**PROBLEM TO SOLVE:** Reproduce the records from the line with "Every instance of the grassy" to the line with "L 47 21 L 48", switching "grassy field" to "green meadow" and leaving everything else unchanged.
──────── DATA TO USE
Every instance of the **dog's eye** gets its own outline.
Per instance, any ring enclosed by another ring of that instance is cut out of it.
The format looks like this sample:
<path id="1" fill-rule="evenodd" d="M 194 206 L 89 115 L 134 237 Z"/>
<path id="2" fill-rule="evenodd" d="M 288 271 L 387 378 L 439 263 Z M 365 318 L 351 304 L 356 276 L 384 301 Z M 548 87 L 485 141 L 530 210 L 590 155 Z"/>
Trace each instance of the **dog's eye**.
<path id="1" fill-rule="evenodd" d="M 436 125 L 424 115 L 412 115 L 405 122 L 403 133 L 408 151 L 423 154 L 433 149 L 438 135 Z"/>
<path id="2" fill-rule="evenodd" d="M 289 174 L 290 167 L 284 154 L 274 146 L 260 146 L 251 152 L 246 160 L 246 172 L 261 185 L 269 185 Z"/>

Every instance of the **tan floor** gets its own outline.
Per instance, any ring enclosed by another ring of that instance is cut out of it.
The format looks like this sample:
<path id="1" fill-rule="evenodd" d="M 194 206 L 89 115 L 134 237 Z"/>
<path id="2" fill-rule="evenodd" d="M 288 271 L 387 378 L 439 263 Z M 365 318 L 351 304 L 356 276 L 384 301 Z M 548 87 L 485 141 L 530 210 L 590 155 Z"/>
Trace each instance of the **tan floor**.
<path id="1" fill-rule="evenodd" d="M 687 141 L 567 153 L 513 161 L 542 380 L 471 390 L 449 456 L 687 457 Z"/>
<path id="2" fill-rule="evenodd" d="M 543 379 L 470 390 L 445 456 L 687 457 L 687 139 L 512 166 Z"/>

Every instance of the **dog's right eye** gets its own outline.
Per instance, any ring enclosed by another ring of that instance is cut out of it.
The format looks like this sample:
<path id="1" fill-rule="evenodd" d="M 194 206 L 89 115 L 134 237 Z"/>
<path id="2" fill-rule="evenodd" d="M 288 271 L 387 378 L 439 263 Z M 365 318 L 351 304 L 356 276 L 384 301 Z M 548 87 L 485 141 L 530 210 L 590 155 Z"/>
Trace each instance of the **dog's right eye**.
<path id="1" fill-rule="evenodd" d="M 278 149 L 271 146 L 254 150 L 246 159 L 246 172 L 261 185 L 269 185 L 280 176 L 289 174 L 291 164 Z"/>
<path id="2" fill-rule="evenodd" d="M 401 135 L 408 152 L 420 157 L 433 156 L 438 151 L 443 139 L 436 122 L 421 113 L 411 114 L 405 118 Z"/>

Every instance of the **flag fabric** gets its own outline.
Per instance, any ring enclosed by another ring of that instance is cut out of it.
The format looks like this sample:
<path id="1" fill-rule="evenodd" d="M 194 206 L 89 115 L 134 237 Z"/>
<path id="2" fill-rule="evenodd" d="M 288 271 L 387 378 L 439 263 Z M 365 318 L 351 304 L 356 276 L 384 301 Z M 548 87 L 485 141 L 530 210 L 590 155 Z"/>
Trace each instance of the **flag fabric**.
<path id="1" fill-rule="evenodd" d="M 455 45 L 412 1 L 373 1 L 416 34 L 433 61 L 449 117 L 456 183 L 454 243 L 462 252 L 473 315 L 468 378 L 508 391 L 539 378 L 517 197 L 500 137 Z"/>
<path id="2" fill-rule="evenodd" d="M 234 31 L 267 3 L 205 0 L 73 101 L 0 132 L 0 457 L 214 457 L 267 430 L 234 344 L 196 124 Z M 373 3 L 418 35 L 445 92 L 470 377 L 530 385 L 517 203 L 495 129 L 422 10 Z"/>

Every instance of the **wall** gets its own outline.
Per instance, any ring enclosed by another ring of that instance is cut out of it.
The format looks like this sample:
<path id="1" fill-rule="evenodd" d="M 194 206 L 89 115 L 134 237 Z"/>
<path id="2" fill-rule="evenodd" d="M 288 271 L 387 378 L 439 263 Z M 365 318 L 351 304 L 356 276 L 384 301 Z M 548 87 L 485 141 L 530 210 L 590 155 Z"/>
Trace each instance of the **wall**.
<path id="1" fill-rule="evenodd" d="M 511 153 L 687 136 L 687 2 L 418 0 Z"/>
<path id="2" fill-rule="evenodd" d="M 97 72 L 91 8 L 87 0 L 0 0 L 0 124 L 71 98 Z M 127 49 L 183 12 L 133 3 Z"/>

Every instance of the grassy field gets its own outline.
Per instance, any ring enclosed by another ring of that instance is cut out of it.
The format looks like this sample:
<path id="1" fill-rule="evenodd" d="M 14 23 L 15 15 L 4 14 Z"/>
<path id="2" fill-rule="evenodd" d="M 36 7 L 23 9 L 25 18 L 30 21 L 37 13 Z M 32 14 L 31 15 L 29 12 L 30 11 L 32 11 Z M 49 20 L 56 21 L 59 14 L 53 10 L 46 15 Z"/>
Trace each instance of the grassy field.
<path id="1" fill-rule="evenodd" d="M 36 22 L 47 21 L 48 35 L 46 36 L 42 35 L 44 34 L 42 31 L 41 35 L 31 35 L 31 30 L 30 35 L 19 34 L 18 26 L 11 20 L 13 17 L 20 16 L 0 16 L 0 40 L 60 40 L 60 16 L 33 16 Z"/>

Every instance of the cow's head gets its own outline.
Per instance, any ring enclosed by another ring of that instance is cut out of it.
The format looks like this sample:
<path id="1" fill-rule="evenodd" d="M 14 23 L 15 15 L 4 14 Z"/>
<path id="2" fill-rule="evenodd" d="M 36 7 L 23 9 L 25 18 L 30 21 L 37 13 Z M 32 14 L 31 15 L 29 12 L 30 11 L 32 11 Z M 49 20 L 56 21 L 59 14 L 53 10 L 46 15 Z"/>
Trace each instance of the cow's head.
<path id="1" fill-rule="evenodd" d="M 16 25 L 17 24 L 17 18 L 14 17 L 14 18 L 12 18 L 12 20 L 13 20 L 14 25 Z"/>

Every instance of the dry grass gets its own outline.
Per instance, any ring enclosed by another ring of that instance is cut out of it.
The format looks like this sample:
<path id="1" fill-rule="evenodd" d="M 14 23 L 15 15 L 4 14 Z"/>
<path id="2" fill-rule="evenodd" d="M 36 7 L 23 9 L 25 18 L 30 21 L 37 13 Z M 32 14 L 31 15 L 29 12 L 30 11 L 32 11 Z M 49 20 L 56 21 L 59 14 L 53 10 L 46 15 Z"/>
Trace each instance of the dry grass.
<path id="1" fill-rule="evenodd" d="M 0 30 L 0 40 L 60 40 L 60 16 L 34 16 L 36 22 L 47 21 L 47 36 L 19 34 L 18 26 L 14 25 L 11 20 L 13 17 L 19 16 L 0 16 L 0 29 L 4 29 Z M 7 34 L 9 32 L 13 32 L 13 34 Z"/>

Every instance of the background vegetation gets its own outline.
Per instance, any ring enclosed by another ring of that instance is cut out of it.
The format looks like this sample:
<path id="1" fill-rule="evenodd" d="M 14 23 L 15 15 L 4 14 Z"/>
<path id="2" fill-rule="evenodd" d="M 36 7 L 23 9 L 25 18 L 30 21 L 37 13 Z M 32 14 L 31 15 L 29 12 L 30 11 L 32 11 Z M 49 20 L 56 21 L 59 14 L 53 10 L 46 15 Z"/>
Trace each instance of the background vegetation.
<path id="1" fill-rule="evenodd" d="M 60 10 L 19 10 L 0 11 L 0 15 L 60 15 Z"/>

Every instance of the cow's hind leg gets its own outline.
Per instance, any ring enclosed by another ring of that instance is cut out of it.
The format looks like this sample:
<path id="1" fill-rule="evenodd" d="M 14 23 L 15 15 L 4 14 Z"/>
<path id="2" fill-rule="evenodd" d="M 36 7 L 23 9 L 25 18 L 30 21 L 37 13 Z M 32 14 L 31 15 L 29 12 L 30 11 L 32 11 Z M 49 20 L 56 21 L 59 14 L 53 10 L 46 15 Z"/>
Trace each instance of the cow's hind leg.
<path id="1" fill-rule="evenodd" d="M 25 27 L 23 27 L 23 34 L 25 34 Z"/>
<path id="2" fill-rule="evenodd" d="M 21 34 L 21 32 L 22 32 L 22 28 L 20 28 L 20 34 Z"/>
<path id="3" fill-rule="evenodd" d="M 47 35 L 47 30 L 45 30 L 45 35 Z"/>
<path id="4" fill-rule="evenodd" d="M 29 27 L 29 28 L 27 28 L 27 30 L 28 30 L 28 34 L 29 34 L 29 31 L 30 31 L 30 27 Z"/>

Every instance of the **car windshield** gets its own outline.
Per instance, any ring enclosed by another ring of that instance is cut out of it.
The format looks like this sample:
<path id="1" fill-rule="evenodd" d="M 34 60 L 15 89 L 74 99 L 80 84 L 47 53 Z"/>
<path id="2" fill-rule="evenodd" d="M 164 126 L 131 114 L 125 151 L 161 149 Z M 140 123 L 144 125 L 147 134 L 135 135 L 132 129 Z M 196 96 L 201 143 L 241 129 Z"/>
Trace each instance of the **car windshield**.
────────────────
**SOLUTION FOR THIS PROBLEM:**
Every instance of the green meadow gets its own outline.
Per instance, any ring enclosed by another ring of that instance is cut out of it.
The format looks like this sample:
<path id="1" fill-rule="evenodd" d="M 14 23 L 15 15 L 4 14 Z"/>
<path id="2" fill-rule="evenodd" d="M 36 7 L 23 9 L 25 18 L 30 21 L 37 13 Z M 32 14 L 31 15 L 29 12 L 30 11 L 32 11 Z M 49 20 L 56 21 L 59 14 L 53 10 L 46 15 Z"/>
Trace each instance of the green meadow.
<path id="1" fill-rule="evenodd" d="M 36 22 L 47 21 L 48 35 L 46 36 L 42 35 L 44 34 L 42 31 L 41 35 L 31 35 L 31 30 L 30 35 L 19 34 L 18 26 L 11 20 L 13 17 L 20 16 L 0 16 L 0 40 L 60 40 L 60 16 L 33 16 Z"/>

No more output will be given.